# Metin Parçası:
“Beni anlamak istiyorsan yüreğinin içine bak.”
Lao-Tzu
Duygusal zekâ ile ilgili çalışıyorum uzun süredir. Konuyla ilgili en büyük eksikliğimin duygularımın farkında olmamak olduğunu keşfettim. Bilgi sahibi oldukça yalnızca benim değil hepimizin eksiği olduğunu da. Yaşam, duygularımız ve düşüncelerimizin gücünün farkında oldukça daha nitelikli bir hal alıyor.
İletişim halinde olduğumuz insanlarda, özellikle olumsuz olarak adlandırdığımız duygulara açık olmadığımızı özel ve iş hayatımda deneyimleyince öncelikle kendi davranışlarıma odaklanarak incelemeye başladım.
Karşımızdaki insanı anlamaya çalışmak yerine “Çok sinirli bir insansın.” diyoruz mesela, “Sakin ol.” diyoruz ya da “Ben de geçen günü şunu yaşadım ve sinirlenmeden çözdüm.” gibi bir cümleyle geçiştiriyoruz. Bu basit gibi görünen cümlelerin altında neler var; suçlama ve aşağılama var. “Sen benim gibi akıllı değilsin.” mesajı var. Bunlar hiçbir insanın hissetmek istemeyeceği duygular.
Duyguları önemsemiyoruz. Etkilerini yeterince bilmememizden kaynaklandığı kanaatindeyim. Öfkenin, üzüntünün de sevinç kadar insana lazım olduğunun farkında değiliz. Etkili bir iletişim kurabilmek için bakış açımızı karşımızdakine çevirmek durumundayız. Üstünlük kurma isteğimizi, akıl verme arzumuzu bir tarafa ne kadar bırakabiliyoruz?
Karşımızdaki, ki bu genelde çok değer verdiğimiz insanlardır, sadece duygusunun anlaşıldığını hissetmek istiyordur belki de. Yalnızca sarılmanızı, “Yanındayım.” demenizi. Öfkeliyse “Seni anlıyorum, hayal kırıklığı hissediyorsun.” dememizi mesela. Gözlemlediğim yanıtlar ise “Bu kadar sinirlenecek bir şey yok.” ya da “Kendini yıpratma.” minvalinde cümleler oluyor.

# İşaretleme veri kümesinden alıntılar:
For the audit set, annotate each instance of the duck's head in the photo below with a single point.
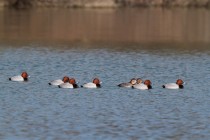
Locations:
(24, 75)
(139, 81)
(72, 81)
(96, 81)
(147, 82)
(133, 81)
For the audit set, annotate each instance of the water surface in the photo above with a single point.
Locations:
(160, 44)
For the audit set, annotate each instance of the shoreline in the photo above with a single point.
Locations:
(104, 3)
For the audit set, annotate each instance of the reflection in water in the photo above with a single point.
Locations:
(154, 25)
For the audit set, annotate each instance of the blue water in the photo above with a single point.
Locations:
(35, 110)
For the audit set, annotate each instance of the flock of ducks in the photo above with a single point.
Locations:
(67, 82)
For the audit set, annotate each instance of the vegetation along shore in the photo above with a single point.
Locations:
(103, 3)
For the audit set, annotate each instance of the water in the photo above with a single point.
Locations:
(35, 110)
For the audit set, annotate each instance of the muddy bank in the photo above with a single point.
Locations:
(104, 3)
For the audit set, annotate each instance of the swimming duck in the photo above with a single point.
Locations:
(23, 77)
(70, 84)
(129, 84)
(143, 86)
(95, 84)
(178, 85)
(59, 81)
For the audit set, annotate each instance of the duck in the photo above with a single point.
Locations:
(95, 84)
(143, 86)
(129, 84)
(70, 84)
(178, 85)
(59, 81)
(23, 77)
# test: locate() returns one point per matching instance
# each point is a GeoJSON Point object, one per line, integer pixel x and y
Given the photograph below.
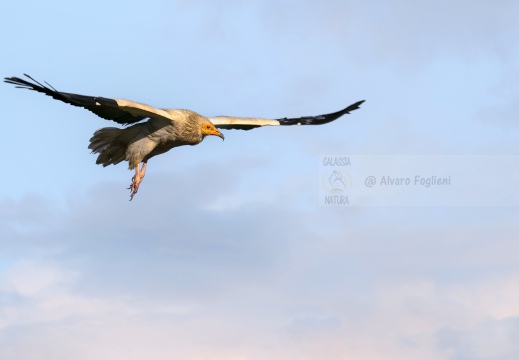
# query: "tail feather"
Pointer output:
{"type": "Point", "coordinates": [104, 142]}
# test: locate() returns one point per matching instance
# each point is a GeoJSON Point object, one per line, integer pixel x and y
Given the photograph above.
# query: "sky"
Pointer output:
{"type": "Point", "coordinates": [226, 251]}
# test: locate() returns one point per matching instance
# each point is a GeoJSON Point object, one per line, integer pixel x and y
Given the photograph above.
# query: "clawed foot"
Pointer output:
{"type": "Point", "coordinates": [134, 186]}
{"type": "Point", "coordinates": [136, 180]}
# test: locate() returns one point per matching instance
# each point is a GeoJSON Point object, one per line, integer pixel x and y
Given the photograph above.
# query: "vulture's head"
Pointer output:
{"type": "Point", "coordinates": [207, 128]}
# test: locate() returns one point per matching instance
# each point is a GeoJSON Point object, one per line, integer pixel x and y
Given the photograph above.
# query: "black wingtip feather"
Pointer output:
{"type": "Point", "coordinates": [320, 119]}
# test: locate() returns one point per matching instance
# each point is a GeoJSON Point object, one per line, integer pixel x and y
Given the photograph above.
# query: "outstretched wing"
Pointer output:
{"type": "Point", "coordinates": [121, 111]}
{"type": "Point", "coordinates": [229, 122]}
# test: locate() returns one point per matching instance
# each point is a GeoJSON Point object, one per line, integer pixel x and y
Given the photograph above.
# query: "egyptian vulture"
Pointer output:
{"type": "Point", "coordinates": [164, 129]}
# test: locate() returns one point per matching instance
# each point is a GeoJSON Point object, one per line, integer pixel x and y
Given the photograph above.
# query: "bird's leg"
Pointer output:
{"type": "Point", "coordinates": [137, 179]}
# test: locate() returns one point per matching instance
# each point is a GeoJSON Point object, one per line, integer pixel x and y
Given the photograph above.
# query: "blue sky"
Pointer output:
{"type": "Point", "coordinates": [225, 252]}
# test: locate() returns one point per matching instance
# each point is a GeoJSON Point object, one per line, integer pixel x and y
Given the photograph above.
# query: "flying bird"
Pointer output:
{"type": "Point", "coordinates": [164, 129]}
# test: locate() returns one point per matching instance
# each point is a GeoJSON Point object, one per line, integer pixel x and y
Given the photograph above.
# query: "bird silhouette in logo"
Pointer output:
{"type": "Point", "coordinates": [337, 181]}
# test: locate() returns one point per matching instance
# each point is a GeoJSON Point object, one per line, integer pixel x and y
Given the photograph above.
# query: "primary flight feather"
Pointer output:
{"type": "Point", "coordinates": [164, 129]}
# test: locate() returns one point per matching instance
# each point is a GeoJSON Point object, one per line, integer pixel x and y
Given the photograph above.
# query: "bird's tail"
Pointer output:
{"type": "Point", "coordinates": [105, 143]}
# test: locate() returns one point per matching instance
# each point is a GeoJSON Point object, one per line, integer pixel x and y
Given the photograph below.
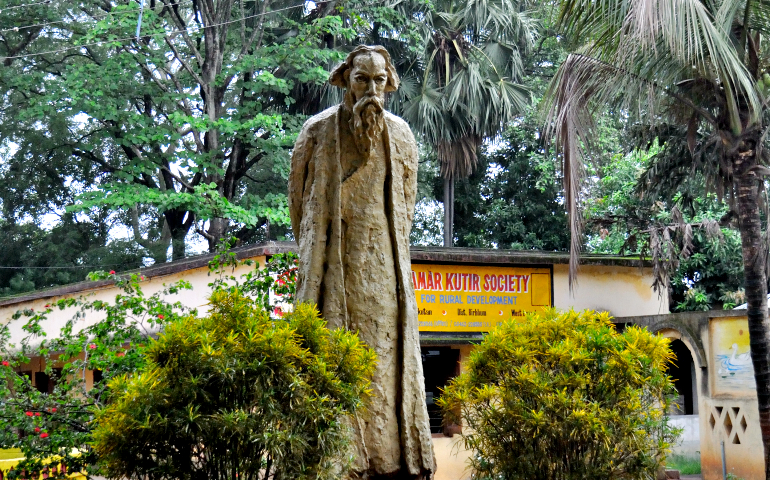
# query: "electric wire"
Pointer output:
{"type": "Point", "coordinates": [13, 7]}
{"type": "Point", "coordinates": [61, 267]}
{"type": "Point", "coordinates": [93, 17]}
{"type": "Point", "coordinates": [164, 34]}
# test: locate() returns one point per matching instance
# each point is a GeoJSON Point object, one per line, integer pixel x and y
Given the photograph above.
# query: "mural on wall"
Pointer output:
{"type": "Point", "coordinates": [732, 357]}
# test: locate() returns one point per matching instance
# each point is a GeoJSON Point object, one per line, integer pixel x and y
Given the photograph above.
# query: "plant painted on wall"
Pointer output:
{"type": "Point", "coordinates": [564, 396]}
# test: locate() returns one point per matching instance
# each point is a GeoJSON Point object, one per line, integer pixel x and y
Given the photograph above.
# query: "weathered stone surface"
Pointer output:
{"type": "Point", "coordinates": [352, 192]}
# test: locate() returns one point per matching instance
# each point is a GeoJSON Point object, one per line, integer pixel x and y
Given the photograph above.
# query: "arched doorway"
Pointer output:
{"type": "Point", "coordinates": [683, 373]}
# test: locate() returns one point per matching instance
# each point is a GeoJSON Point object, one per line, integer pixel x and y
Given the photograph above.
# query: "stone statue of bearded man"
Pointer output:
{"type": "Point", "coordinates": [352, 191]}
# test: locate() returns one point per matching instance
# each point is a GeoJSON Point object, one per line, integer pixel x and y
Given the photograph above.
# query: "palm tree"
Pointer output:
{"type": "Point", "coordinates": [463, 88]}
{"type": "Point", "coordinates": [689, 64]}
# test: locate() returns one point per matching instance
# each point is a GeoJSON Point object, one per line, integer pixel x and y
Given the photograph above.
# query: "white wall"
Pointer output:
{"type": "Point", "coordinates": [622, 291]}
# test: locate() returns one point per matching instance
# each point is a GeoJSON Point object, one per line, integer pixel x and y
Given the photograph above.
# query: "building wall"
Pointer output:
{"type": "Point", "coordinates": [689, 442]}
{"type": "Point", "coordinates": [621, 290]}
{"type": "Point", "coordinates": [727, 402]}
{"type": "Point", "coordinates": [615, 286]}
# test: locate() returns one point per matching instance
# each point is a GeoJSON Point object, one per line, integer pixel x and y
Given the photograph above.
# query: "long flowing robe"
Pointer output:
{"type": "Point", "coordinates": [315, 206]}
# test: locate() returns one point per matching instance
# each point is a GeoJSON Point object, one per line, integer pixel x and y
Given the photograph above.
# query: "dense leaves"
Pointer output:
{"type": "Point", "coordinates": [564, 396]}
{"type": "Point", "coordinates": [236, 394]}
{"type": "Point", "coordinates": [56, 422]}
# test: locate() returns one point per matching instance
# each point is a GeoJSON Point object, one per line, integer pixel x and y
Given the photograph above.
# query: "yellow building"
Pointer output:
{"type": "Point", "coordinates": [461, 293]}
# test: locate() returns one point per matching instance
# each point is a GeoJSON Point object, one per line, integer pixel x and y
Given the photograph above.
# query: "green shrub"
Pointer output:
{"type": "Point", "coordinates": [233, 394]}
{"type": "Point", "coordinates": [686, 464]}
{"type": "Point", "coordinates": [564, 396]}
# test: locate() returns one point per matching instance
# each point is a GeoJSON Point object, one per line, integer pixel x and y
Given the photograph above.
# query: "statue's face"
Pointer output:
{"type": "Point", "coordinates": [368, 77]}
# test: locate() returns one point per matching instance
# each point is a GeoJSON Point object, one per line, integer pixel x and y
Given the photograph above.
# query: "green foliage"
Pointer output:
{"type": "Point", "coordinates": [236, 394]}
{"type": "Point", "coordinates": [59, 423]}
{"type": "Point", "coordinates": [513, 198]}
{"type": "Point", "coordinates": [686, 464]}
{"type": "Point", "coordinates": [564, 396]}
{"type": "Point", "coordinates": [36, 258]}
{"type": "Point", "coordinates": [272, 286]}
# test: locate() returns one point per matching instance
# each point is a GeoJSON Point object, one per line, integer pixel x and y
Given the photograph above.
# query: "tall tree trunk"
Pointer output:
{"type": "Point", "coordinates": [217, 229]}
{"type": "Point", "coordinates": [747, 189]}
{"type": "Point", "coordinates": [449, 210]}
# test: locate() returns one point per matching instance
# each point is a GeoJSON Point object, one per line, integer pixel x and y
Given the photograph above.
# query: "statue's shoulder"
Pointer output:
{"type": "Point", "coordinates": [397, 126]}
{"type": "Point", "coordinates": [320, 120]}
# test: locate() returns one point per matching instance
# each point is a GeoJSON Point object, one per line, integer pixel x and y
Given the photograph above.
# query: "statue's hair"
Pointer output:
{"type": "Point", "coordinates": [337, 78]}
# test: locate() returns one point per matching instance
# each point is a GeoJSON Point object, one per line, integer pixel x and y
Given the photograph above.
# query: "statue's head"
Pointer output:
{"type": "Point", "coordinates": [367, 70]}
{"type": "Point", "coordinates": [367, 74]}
...
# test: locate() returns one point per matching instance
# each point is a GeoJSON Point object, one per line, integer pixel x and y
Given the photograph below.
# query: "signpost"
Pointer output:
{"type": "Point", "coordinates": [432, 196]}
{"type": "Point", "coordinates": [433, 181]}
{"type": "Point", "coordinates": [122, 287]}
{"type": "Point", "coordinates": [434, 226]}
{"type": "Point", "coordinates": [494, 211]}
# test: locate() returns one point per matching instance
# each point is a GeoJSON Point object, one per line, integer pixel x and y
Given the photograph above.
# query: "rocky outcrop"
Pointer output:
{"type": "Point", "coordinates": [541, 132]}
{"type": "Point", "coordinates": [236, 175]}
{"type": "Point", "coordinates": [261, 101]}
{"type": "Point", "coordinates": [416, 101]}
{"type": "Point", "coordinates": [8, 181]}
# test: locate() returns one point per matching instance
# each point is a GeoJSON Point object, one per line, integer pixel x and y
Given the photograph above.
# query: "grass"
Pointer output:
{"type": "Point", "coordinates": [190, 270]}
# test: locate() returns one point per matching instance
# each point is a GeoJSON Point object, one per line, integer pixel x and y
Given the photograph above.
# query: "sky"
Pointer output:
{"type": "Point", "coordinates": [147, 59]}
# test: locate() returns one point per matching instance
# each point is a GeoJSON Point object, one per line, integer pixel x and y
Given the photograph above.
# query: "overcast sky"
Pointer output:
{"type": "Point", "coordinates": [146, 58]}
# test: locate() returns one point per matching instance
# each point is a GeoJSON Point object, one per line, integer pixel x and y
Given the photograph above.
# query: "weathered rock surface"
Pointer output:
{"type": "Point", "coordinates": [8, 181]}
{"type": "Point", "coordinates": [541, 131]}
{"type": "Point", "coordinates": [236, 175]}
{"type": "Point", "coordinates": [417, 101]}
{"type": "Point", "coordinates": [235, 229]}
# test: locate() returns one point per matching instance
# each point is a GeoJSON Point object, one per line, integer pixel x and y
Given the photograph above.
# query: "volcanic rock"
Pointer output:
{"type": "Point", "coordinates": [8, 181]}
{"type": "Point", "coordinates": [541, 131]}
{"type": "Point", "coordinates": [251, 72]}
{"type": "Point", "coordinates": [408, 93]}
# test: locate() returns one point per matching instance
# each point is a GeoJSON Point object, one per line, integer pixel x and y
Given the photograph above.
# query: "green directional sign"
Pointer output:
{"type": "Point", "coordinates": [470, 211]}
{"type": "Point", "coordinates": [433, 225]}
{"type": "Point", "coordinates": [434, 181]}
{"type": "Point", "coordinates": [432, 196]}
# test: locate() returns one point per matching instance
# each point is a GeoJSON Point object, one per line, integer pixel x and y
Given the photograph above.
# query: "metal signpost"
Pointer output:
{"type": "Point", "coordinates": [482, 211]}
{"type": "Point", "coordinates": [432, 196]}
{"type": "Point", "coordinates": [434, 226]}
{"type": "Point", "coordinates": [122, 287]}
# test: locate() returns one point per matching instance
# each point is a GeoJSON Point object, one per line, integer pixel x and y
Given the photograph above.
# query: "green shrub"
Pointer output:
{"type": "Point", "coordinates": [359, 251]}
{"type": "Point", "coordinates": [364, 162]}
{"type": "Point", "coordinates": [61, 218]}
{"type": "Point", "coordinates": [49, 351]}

# Görev 1:
Duygusal zekâ üzerine yazılan metinde yazar, konuyla ilgili en büyük eksikliğinin ne olduğunu keşfettiğini söylüyor?
# Görev 2:
Duygusal zekâ metninde "İletişim halinde olduğumuz" sözleriyle başlayıp "hissetmek istemeyeceği duygular." sözleriyle biten bölümü, "suçlama" ifadesini "kınama" ile değiştirerek yeniden yaz.
# Görev 3:
Duygusal zekâ üzerine yazılmış metnin ardından gelecek kısmı, son cümleden sonra devam ederek yaz.

# Görev Çıktısı 1:
Duygularının farkında olmamak.

# Görev Çıktısı 2:
İletişim halinde olduğumuz insanlarda, özellikle olumsuz olarak adlandırdığımız duygulara açık olmadığımızı özel ve iş hayatımda deneyimleyince öncelikle kendi davranışlarıma odaklanarak incelemeye başladım.
Karşımızdaki insanı anlamaya çalışmak yerine “Çok sinirli bir insansın.” diyoruz mesela, “Sakin ol.” diyoruz ya da “Ben de geçen günü şunu yaşadım ve sinirlenmeden çözdüm.” gibi bir cümleyle geçiştiriyoruz. Bu basit gibi görünen cümlelerin altında neler var; kınama ve aşağılama var. “Sen benim gibi akıllı değilsin.” mesajı var. Bunlar hiçbir insanın hissetmek istemeyeceği duygular.

# Görev Çıktısı 3:
Kendi yanıtlarıma da baktım tabii ki. Onu anladığımı, daima yanında olduğumu söylediğim tek kişi varmış hayatımda. Diğer herkese; ailem, dostlarım dâhil, öfke ya da üzüntü hissettiklerinde kendi tecrübelerimden örnekler verdiğimi fark ettim.
Tabii konu buradan karşımızdakini ne kadar dinlediğimize bağlanıyor. Kendi tecrübelerimizden örnek verdiğimize göre dinlerken yanıt hazırladığımız ortaya çıkıyor. Kendi bakış açımızla değerlendirme yapmak amacıyla dinlediğimiz sonucuna varabiliriz kolaylıkla.
Hepimizin tek bir isteği var aslında: Anlaşıldığını hissetmek.
Anlatıyoruz oysa duygularımızı; üzgün hâlimizde bir mesaj var. Yılgın mı, çaresiz mi, incinmiş mi, yalnız mı, pişman mı… Öfkemizde de bir mesaj var elbette. Acı mı, kırgınlık mı, ihanete uğramış mı, şaşkın mı… Bu alt duyguları ortaya çıkaracak sorular soruyor muyuz?
Gerçekten anlamak istiyor muyuz birbirimizi? Yoksa sadece akıl vermek mi istiyoruz? Daha akıllı olduğumuzu, daha güçlü olduğumuzu, daha tecrübeli olduğumuzu anlasınlar mı istiyoruz sadece?
Bir insanı anladığımızı belirtmek için çok fazla yöntem var. İlk olarak aynalama tekniği güzel bir başlangıç oldu benim için. İletişimde ahengi oluşturmak için beden dili, kelimeler ve tonlamanın gücünden faydalanmak lazım.
İkincisi ise kullandığımız cümle kalıplarını değiştirmek. Anthony Robbins, Sınırsız Güç* isimli kitabında “Bilinçsiz ve otomatik olarak kullanılan ve iletişimi en fazla bozan kelimelerden biri ‘fakat’ kelimesidir. Onun yerine ‘ve’ bağlacını koymayı alışkanlık haline getirmeliyiz.” der. Anlaşmazlığı tetikleyen cümle kalıplarından uzaklaşmak gerektiğinin altını çizer.
İsmini “Anlaşma Çerçevesi” koyduğu bir iletişim yönteminden bahseder ki bu yöntem duyguların farkında olma, etkin dinleme, paylaşma, anlaşıldığını hissettirme gibi tüm konu başlıklarını içine alır. Direnç ve çatışma ile karşılaşmadan saygılı bir iletişim için daima baş ucumuzda olması gereken üç cümle kalıbı şunlar:
“Takdir ediyorum ve …”
“Saygı duyuyorum ve …”
“Anlıyorum ve …”
Ez cümle, birbirimizle sürekli bir savaş halindeyiz sanki. Duygularımız var; her biri gerekli olan duygular. Maskelerimizden sıyrılacağız, eleştirilme korkumuzu bertaraf edebilirsek. Saldırmadan, karşımızdakini mücadele etmek zorunda bırakmadan iletişimi öğrenebilirsek kazanacağız.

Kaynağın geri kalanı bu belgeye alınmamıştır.